(PROBLEM SET):
[A] Which two U.S. patents does the plunger lift text below cite as showing typical two piece plunger lift systems?
[B] Extend the plunger lift text below, picking up right after its final sentence.

2. The plunger lift of claim 1 wherein the free piston includes a sleeve having an axial passage therethrough and a ball cooperating with the sleeve for uniting at a location in the well adjacent a collection of formation liquid and moving upwardly together to push liquid above the piston upwardly.
3. The plunger lift of claim 1 wherein the free piston includes a solid mandrel having no axial passage therethrough.
4. The plunger lift of claim 1 wherein the pressure differential moving the free piston upwardly in the well is essentially the same pressure differential that moves the rigid pad toward the production string.
5. The plunger lift of claim 1 wherein the at least one pad is of one piece and is rigid from an upper end thereof to a lower end thereof.
6. The plunger lift of claim 1 wherein the at least one pad comprises at least two rigid segments movable relative to each other.
9. The plunger lift of claim 8 wherein the spring has a third predetermined limit of radial movement during downward movement of the free piston, the first limit of movement being greater than the third limit of movement so the spring does not bias the pad against the inside surface of the production string during downward movement of the free piston.
10. The plunger lift of claim 9 wherein the third predetermined limit of radial movement of the spring is of equal magnitude to the second predetermined limit of movement of the spring.
11. The plunger lift of claim 8 wherein the piston comprises a central one-piece mandrel having a lower end lower than any other component of the piston and an upper end higher than any other component of the piston so that all impact forces applied to the piston are applied to the one-piece mandrel.

This invention relates to a plunger lift and more particularly to a pad type plunger for moving liquids upwardly in a hydrocarbon well and more specifically to an improved technique for sealing between the exterior of the plunger and the inside of the production string.

Because of the improvements provided by two piece plungers, plunger lifts have become considerably more common in hydrocarbon wells, particularly in lifting water and condensate from gas wells. A fast growing segment of artificial lift equipment is the use of plungers that lift sufficient liquids to keep otherwise marginal gas wells producing. Of course, high oil and gas prices contribute to the desire to keep older wells producing and two piece plunger lift systems have been effective in this regard. Typical two piece plunger lift systems are shown in U.S. Pat. Nos. 2,001,012 and 6,467,541.

Gas wells reach their economic limit for a variety of reasons. A common reason is that gas production declines to a point where the formation liquids are not readily moved up the production string to the surface. Two phase upward flow in a well is a complicated affair and most engineering equations thought to predict two phase flow are only rough estimates of what is actually occurring. A major reason is the changing relation of the liquid and of the gas flowing upwardly in the well. At times of more-or-less constant flow, the liquid acts as a upwardly moving film on the inside of the flow string while the gas flows in a central path on the inside of the liquid film. The gas flows much faster than the liquid film. When the volume of gas flow slows down below some critical value, or momentarily stops, liquid runs down the inside of the flow string and accumulates in the bottom of the well, often in sufficient quantity to reduce or stop flow from the formation into the well. If flow stops, the well has to be swabbed, at considerable expense, to bring it back on production.

(Collected data entries):
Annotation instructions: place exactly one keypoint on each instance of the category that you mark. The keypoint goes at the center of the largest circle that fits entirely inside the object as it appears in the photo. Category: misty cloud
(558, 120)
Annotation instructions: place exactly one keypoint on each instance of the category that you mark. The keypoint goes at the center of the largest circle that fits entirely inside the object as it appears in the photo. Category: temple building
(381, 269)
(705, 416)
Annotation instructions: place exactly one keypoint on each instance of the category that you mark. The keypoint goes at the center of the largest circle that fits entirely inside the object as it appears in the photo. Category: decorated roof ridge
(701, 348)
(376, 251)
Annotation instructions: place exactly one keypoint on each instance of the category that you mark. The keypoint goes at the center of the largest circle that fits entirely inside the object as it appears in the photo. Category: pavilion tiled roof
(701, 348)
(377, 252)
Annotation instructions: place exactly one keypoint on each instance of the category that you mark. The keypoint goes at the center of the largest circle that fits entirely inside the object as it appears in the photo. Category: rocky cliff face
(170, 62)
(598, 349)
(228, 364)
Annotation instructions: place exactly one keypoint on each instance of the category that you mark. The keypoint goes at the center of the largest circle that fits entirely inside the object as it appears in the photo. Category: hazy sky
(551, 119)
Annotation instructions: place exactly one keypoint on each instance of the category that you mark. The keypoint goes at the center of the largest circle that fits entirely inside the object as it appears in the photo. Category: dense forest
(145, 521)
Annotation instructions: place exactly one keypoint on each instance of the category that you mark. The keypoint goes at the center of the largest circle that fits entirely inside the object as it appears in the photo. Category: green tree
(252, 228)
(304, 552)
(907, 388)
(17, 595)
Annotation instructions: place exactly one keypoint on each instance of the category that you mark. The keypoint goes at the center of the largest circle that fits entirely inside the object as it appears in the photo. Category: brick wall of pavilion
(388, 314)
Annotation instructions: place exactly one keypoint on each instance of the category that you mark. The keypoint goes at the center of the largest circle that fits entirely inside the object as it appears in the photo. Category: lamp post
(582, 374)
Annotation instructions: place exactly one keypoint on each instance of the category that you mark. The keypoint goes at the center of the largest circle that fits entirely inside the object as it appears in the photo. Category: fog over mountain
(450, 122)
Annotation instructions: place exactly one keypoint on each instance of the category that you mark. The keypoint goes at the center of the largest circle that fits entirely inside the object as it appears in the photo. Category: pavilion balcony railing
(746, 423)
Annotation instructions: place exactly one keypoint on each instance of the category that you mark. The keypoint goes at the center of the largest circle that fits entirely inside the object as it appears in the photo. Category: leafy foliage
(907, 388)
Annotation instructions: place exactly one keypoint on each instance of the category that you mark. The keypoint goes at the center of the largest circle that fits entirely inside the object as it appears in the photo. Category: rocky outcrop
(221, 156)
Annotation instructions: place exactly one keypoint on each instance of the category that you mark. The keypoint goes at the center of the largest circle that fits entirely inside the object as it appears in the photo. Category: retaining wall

(PER-TASK ANSWERS):
[A] U.S. Pat. Nos. 2,001,012 and 6,467,541.

[B]
One of the areas of plunger lifts, both of the one piece and two piece types, that needs improvement is the seal that operates between the piston and the inside of the production string. It will be immediately appreciated that if the plunger is successful in bringing up more liquid on each trip and leaving less liquid in the production string, results will improve. The production string of most wells comprises threaded pipe joints, typically 2⅜″ O.D. or 2⅞″ O.D., although smaller and larger sizes are known. The inside surface of such production strings is not a perfect cylinder for a variety of reasons. First, there is a gap in the coupling of all threaded production strings where liquid collects and is bypassed by the plunger or piston. Second, no production string has a perfect inside surface when new and, manifestly, much used tubing with all its imperfections is run in new shallow wells. Third, during use there is sometimes a buildup of minerals on the inside surface. Fourth, corrosion can cause buildup on the inside surface or erosion of the inside surface, depending on the type of corrosion. Fifth, there are other mechanisms at work to erode the inside surface, such as high volume sand-laden production when a well is being cleaned up after a frac job. Sixth, production pipe can become egg shaped because of handling or mishandling during transportation or when being run into a well. For these and other reasons, experience has shown that one cannot use a non-pad type plunger of more than about 1.890-1.900″ diameter in a nominally 1.995″ I.D. pipe, which is the standard nominal internal diameter of 2⅜″ tubing. Attempting to use a larger diameter plunger creates too great a risk of sticking the plunger in the production string. Similar caution is necessary in production strings of other sizes.

In response to these clearance problems, plungers are typically made significantly smaller than the nominal I.D. of the production string and rely on an exterior sealing structure to minimize bypass of gas and liquid around the outside of the plunger. There are a wide variety of prior art seal structures, including grooves on the exterior of the plunger causing turbulent zones reducing bypass around the exterior of the piston, whisker type seals incorporating a multiplicity of bristles that reduce bypass around the exterior of the piston, pad type devices which expand under spring forces to abut the inside of the production string, and the like. This invention most nearly relates to the pad type seals of plungers used to lift liquids in hydrocarbon wells. Prior art pad type plungers include a spring that provides all, or almost all, of the force biasing the pad into engagement with the inside of the production string. Disclosures of some interest relative to this invention are found in U.S. Pat. Nos. 6,045,335; 6,591,737; 6,644,399; 6,746,213 and 6,669,449.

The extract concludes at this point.